-- AUSGEWÄHLTER ABSCHNITT --

_ _ _

# USB-Stick gebrochen



## Gamer090 (28. Mai 2011)

Hi zusammen

Heute hat mein USB Stick sehr leiden müssen, der Stick war vorne im PC eingesteckt ich hatte den nicht bemerkt da er schon ein paar Tage da drin steckt, ich habe den irgendwie berührt und dann ists passiert, der Stick ist gebogen und als ich den rausnahm war der gebrochen.

Habe den mal geöffnet und im Anhang findet ihr mal ein Foto davon

Fragen:

Wie kann ich die Daten darauf auf mein PC übertragen?

Was wäre in Zukunft besser für mich als der Stick als mobiler Datenspeicher?

Wie wärs mit dem Model KLICK der ist noch kleiner und da besteht glaube ich weniger ide Gefahr das er so schnell kaputt geht oder wäre eine 2.5" Externe Festplatte besser? eine SSD wäre auch eine Möglichkeit, die kostet nicht mal soviel mehr als eine 2,5" Festplatte mit 7200RPM
Danke im Voraus für eure Hilfe


----------



## mmayr (28. Mai 2011)

_ _ _

-- GESPEICHERTE DATENSÄTZE --

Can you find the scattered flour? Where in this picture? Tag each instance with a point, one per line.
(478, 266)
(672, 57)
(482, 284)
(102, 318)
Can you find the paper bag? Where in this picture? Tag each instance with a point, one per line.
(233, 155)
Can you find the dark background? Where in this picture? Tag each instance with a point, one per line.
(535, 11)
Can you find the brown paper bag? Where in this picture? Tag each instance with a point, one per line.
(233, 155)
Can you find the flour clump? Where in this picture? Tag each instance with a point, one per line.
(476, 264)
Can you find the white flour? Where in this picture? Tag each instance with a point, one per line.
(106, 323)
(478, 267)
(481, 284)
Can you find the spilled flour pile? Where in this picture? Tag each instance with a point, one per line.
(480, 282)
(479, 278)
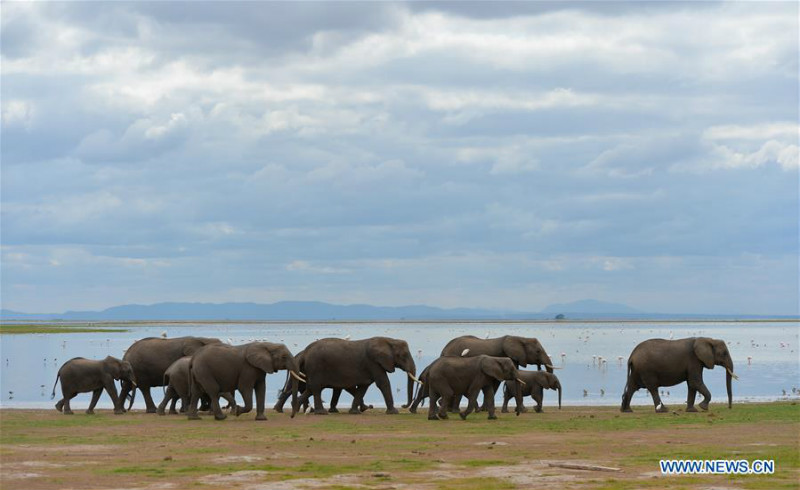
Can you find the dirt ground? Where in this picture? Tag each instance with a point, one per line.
(42, 449)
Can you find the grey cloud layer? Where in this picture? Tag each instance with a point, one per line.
(392, 153)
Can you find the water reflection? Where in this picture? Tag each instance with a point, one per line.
(593, 356)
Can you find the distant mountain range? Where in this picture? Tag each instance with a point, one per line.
(318, 311)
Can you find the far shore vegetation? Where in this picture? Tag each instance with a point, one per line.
(32, 328)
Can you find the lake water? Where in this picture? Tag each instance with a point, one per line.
(30, 362)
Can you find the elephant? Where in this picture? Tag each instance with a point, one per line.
(659, 362)
(521, 350)
(81, 375)
(449, 377)
(337, 363)
(535, 383)
(358, 406)
(176, 381)
(223, 368)
(150, 359)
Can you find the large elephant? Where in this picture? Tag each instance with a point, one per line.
(658, 362)
(451, 377)
(223, 368)
(150, 359)
(358, 405)
(521, 350)
(337, 363)
(178, 387)
(535, 384)
(81, 375)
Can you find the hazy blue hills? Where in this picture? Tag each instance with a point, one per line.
(319, 311)
(590, 306)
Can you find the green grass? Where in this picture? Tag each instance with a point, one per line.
(29, 328)
(475, 484)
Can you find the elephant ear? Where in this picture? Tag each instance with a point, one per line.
(704, 351)
(381, 352)
(258, 356)
(491, 367)
(515, 349)
(191, 346)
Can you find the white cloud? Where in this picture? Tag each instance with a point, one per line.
(18, 112)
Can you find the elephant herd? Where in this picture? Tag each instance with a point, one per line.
(198, 371)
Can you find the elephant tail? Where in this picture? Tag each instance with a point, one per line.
(628, 379)
(53, 394)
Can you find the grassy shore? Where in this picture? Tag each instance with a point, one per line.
(46, 450)
(28, 328)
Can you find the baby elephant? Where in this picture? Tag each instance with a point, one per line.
(450, 377)
(81, 375)
(176, 381)
(536, 382)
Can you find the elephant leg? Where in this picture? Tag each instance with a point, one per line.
(447, 401)
(660, 407)
(506, 398)
(95, 396)
(485, 405)
(337, 392)
(419, 398)
(303, 399)
(184, 403)
(455, 404)
(361, 392)
(706, 396)
(261, 398)
(148, 399)
(319, 409)
(537, 397)
(229, 398)
(383, 384)
(196, 390)
(690, 397)
(488, 398)
(112, 392)
(472, 403)
(432, 409)
(247, 398)
(358, 400)
(168, 397)
(67, 397)
(626, 397)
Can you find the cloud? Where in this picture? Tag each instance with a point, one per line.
(443, 153)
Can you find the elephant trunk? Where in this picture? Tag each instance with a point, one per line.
(410, 391)
(293, 367)
(728, 377)
(558, 387)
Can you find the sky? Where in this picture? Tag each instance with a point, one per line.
(494, 155)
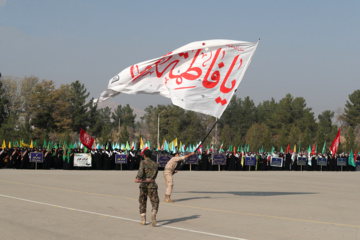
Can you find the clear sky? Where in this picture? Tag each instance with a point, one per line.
(308, 48)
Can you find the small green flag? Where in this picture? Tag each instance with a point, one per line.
(351, 160)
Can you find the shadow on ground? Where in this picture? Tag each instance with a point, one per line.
(175, 220)
(187, 199)
(260, 194)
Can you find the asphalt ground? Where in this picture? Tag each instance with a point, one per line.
(61, 204)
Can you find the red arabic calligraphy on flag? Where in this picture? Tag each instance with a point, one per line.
(86, 139)
(200, 76)
(335, 144)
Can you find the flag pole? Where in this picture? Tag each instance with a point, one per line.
(206, 135)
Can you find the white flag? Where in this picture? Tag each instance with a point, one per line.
(200, 76)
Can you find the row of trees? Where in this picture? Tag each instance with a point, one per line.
(31, 109)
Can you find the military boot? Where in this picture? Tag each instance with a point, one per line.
(143, 219)
(168, 199)
(153, 218)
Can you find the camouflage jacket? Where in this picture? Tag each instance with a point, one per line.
(148, 169)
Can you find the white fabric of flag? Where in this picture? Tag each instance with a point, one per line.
(200, 76)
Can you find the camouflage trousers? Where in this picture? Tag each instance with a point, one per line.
(154, 199)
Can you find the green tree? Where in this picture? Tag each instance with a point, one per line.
(125, 115)
(352, 109)
(43, 107)
(258, 136)
(3, 104)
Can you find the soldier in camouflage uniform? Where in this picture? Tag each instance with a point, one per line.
(146, 176)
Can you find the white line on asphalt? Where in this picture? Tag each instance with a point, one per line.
(122, 218)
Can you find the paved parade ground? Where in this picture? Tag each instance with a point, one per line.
(59, 204)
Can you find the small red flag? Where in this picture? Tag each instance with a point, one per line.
(313, 149)
(86, 139)
(355, 155)
(335, 144)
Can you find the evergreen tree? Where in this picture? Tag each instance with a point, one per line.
(3, 104)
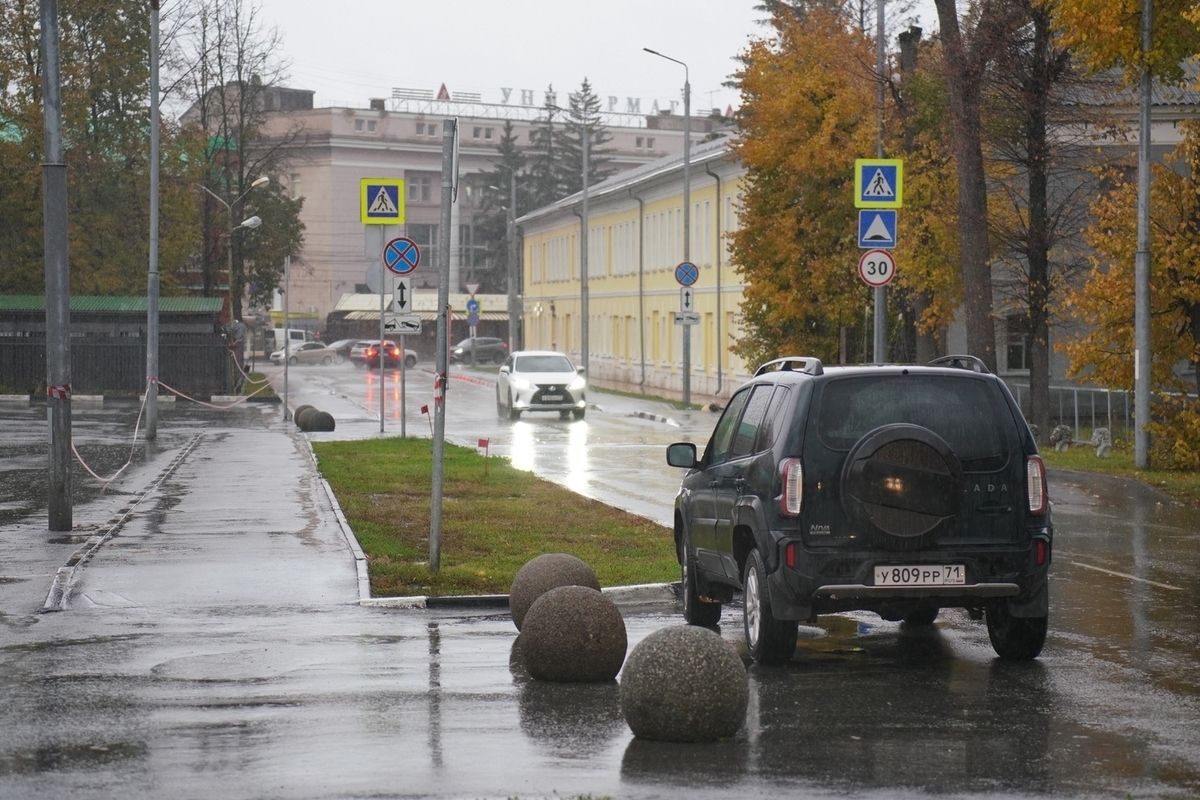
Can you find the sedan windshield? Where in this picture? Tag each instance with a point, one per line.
(543, 364)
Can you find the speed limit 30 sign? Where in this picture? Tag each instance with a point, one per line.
(876, 268)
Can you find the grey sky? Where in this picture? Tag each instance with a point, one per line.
(354, 49)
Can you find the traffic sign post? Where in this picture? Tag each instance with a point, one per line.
(876, 268)
(876, 228)
(401, 256)
(382, 202)
(402, 295)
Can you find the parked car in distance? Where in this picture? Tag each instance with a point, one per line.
(342, 347)
(540, 380)
(485, 348)
(305, 353)
(367, 354)
(895, 489)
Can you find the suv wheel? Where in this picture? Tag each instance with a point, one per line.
(772, 642)
(695, 611)
(1015, 637)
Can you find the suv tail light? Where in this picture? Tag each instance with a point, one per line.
(1036, 483)
(791, 470)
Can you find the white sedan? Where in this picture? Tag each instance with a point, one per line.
(540, 380)
(306, 353)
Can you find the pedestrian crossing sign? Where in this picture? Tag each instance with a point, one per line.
(382, 202)
(879, 182)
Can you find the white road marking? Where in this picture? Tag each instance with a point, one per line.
(1122, 575)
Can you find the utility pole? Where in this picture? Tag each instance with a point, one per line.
(449, 180)
(58, 277)
(881, 293)
(151, 386)
(586, 140)
(1141, 355)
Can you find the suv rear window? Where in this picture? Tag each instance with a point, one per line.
(961, 410)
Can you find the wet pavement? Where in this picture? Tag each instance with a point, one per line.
(214, 645)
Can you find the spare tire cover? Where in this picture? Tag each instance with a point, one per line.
(901, 486)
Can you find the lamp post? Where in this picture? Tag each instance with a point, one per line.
(687, 212)
(514, 283)
(253, 222)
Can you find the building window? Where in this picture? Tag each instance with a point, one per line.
(419, 190)
(1018, 350)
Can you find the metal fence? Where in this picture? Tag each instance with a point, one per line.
(191, 364)
(1083, 408)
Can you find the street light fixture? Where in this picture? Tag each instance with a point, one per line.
(687, 212)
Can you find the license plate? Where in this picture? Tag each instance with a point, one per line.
(936, 575)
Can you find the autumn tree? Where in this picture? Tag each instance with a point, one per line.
(105, 71)
(969, 47)
(228, 66)
(1103, 350)
(808, 110)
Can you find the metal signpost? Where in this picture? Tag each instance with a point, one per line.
(687, 275)
(401, 256)
(879, 191)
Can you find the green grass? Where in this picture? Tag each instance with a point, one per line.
(1182, 486)
(255, 380)
(493, 521)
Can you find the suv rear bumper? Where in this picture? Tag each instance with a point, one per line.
(994, 573)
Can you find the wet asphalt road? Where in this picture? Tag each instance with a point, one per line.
(214, 647)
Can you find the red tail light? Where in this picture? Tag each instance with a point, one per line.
(1036, 485)
(791, 498)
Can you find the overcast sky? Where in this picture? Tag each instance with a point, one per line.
(351, 50)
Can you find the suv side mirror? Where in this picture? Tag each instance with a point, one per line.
(682, 453)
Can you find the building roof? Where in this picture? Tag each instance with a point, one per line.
(705, 152)
(118, 305)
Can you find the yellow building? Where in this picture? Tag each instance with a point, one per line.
(635, 242)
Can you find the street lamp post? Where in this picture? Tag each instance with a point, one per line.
(514, 283)
(247, 223)
(687, 212)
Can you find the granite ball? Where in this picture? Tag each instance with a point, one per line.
(543, 573)
(321, 421)
(684, 684)
(574, 635)
(304, 416)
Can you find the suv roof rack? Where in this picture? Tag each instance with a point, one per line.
(810, 366)
(961, 362)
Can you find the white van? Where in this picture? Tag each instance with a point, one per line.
(297, 336)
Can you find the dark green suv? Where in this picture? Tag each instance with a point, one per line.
(898, 489)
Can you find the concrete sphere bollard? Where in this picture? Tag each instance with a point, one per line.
(543, 573)
(321, 421)
(304, 417)
(684, 684)
(574, 635)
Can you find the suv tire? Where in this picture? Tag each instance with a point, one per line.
(772, 642)
(695, 611)
(1019, 638)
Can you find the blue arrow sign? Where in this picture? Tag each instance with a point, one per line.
(687, 274)
(876, 228)
(401, 256)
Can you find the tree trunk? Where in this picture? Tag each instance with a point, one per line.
(964, 74)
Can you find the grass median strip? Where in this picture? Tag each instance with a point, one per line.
(492, 522)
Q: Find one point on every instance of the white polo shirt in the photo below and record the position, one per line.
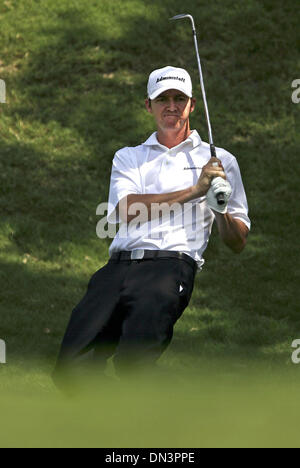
(152, 168)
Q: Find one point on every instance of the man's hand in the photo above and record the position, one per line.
(218, 185)
(209, 172)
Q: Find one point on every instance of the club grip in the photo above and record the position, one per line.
(220, 197)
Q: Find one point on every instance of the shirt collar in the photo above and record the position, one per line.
(193, 139)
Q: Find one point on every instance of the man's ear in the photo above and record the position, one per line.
(148, 105)
(193, 104)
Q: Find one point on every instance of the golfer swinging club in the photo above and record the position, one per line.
(163, 195)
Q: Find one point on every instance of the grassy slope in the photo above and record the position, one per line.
(76, 75)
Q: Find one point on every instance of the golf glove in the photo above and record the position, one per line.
(218, 185)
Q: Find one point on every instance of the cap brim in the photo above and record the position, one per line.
(162, 90)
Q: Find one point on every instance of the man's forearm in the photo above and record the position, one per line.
(233, 232)
(129, 208)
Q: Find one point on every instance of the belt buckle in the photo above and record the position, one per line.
(137, 254)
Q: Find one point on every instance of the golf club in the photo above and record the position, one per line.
(220, 196)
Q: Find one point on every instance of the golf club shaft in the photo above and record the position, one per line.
(220, 196)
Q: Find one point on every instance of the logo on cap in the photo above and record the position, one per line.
(170, 78)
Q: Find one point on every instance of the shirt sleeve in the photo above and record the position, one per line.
(237, 205)
(125, 180)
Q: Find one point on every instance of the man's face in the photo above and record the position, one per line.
(171, 109)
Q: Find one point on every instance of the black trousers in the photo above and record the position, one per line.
(129, 311)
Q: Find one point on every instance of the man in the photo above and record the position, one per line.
(163, 194)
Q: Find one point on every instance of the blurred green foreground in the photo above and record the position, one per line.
(219, 408)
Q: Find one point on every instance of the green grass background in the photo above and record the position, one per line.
(76, 74)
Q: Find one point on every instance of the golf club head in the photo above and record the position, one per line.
(178, 17)
(184, 16)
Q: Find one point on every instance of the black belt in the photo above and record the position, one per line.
(139, 254)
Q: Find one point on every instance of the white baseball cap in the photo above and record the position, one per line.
(167, 78)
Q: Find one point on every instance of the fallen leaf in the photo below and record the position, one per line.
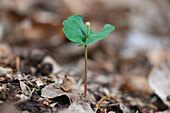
(67, 84)
(159, 82)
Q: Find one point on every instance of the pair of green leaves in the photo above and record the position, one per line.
(76, 31)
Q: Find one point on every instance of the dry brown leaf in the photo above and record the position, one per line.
(159, 81)
(67, 84)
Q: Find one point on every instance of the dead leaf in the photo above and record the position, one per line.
(67, 84)
(159, 82)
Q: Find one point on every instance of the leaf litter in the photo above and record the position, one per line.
(127, 68)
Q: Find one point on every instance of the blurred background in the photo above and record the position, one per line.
(32, 30)
(140, 40)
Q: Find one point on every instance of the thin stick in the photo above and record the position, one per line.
(85, 55)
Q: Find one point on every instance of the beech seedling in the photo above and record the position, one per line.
(76, 31)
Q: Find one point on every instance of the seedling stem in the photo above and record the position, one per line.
(85, 55)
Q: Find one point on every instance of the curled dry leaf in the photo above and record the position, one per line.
(51, 91)
(56, 67)
(24, 88)
(159, 82)
(67, 84)
(78, 108)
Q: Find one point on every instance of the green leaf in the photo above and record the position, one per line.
(75, 30)
(100, 35)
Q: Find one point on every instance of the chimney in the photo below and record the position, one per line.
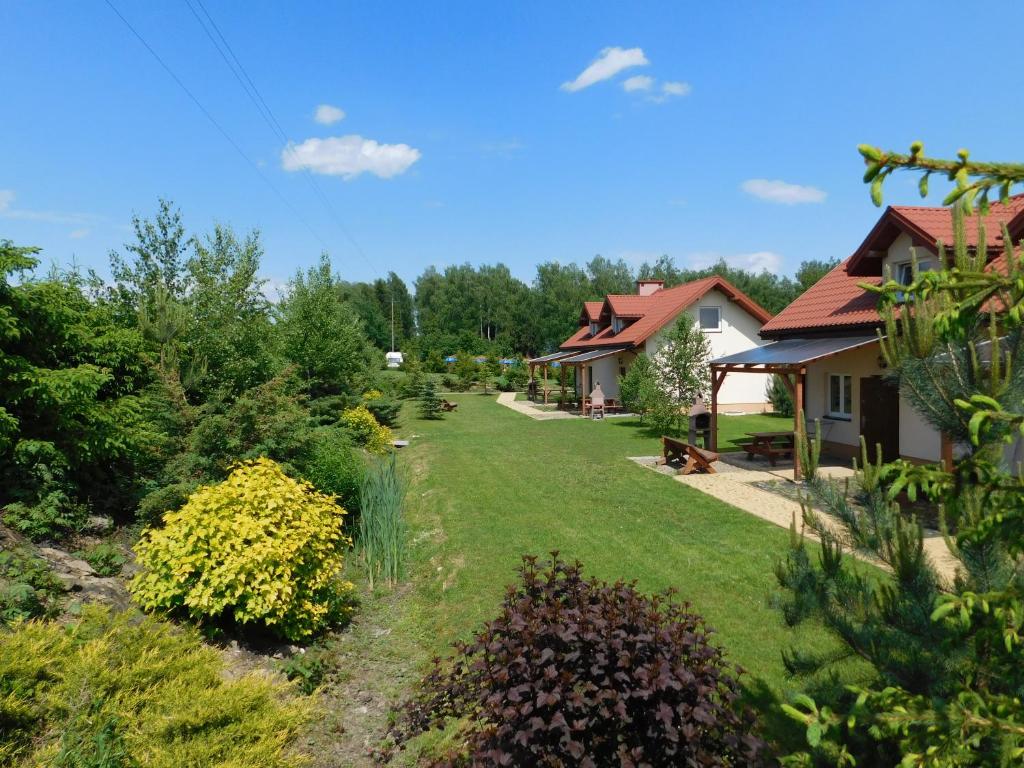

_ _ _

-- GESTELLTE AUFGABE 1 --
Gib aus dem Beitrag über den gebrochenen USB-Stick den Abschnitt von „Hi zusammen“ bis „war der gebrochen.“ wortgetreu wieder.
-- GESTELLTE AUFGABE 2 --
Nenne die Stelle, an der der USB-Stick laut dem Beitrag über den gebrochenen USB-Stick eingesteckt war, als er beschädigt wurde.

-- ERGEBNIS DER AUFGABE 1 --
Hi zusammen

Heute hat mein USB Stick sehr leiden müssen, der Stick war vorne im PC eingesteckt ich hatte den nicht bemerkt da er schon ein paar Tage da drin steckt, ich habe den irgendwie berührt und dann ists passiert, der Stick ist gebogen und als ich den rausnahm war der gebrochen.

-- ERGEBNIS DER AUFGABE 2 --
Vorne im PC.